(TEXT EXCERPT begins)

All in all I think the series was wrapped up real nicely. Nothing was forced, there were a few dramatic occurrences, but they were placed in the order of events just right, and I’m really glad it had a happy ending where everyone just accepted that the feelings of the two mattered the most, that it was up to them.

I didn’t know Matsuzaka Toori from anything, but my friend told me that, because he was in Kamen Rider/Samurai Sentai, she was initially a little confused to see him in this role because all she could see was Shinken Red. xD
I thought he performed really well, he has a really kind face in my opinion and he definitely had a lot of different emotions to portray. And as always, I will give credit for the fact that he was allowed to cry.

Yamamoto Mizuki looks extremely familiar to me, but the only thing on DramaWiki I can see is that I probably know her from Koinaka, although I don’t even remember who she was there since that’s been too long ago for me. Anyways, even though I sometimes found her a bit angsty and fidgety, I really liked the warmth she could show in her expression as well as her body language towards Itsuki. And she definitely did show some guts in taking her life in her own hands instead of just following along with everyone else’s expectations of her future!

(TEXT EXCERPT ends)
(SUPPLIED INFORMATION begins)

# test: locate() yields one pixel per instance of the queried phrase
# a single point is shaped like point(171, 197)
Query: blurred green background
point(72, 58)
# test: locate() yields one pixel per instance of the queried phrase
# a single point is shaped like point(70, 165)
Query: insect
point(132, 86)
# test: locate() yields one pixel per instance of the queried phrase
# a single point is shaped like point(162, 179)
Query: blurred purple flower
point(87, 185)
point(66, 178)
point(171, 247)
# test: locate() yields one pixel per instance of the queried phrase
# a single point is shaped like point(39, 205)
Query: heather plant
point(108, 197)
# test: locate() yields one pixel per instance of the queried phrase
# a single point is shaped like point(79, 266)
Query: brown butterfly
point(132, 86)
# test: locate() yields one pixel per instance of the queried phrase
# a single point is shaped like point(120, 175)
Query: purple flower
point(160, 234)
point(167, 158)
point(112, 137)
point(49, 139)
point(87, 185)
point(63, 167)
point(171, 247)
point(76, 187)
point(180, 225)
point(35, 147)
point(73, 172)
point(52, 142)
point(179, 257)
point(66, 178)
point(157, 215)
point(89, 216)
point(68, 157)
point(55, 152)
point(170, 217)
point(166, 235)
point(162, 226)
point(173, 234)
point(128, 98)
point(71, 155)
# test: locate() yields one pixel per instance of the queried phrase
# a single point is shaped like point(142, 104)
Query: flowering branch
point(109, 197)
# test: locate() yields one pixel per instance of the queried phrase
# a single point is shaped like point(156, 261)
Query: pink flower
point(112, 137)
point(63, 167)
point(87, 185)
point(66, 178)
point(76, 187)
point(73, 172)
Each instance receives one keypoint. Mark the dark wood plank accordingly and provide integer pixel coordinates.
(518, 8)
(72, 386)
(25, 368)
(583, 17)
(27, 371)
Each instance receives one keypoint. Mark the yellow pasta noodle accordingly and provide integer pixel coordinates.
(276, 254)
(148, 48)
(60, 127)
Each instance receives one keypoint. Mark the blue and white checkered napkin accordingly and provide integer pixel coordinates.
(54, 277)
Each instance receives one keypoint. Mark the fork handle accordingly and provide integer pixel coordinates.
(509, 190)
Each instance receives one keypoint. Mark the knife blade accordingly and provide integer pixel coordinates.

(SUPPLIED INFORMATION ends)

• WORK REQUEST A
Name every person or character mentioned in the drama review, in the order they first appear.
• WORK REQUEST B
Do these statements agree with the drama review? Answer yes or no for each and quote the deciding words. (i) The writer felt the ending of the series was forced. (ii) The writer knew Matsuzaka Toori before watching the series. (iii) The writer sometimes found Yamamoto Mizuki a bit angsty.
• WORK REQUEST C
Write the next part of the drama review, picking up after its last sentence.

• WRITTEN ANSWER A
Matsuzaka Toori, Shinken Red, Yamamoto Mizuki, Itsuki

• WRITTEN ANSWER B
(i) No: "Nothing was forced"
(ii) No: "I didn’t know Matsuzaka Toori from anything"
(iii) Yes: "even though I sometimes found her a bit angsty and fidgety"

• WRITTEN ANSWER C
I was so surprised to see Seto Koji there! And by that I mean that, I only recognized him because I’d seen he was in this, but I barely recognized him! This was such a different role from what I’m used to seeing of him, but I guess that just proves he’s a good actor haha. As I mentioned, at some points I didn’t really like Hiro purely because he didn’t really ask for Tsugumi’s consent in anything, but I’m glad that he was able to let go in the end and also just follow his own path, with or without a partner.
I love Seto Koji <3 I think the last thing I saw him in was Watashi Kekkon Dekinainjanakute, Shinaindesu, where he was this young and carefree second male lead. I also loved him as Kuranosuke in Kuragehime, because he was such a great crossdresser. I want to see more of him now!

I remember Nakamura Yuri from somewhere too! Her face looks soooo familiar, but I just can’t figure out what I know her from. Anyways, I guess despite her role as a kind of second female lead that never stood a chance at romance with the first male lead, she still portrayed a very human and realistic character. Although I was mentally referring to her as Ms. Nightingale in the beginning of the series, she did become a better person.

Also, and I really can’t let this review end without mentioning it: CHAKOOOOO T^T The little dog that Itsuki started raising and that became a part of their family. The dog was so freaking cute T^T A little Chiba-inu. I want one too.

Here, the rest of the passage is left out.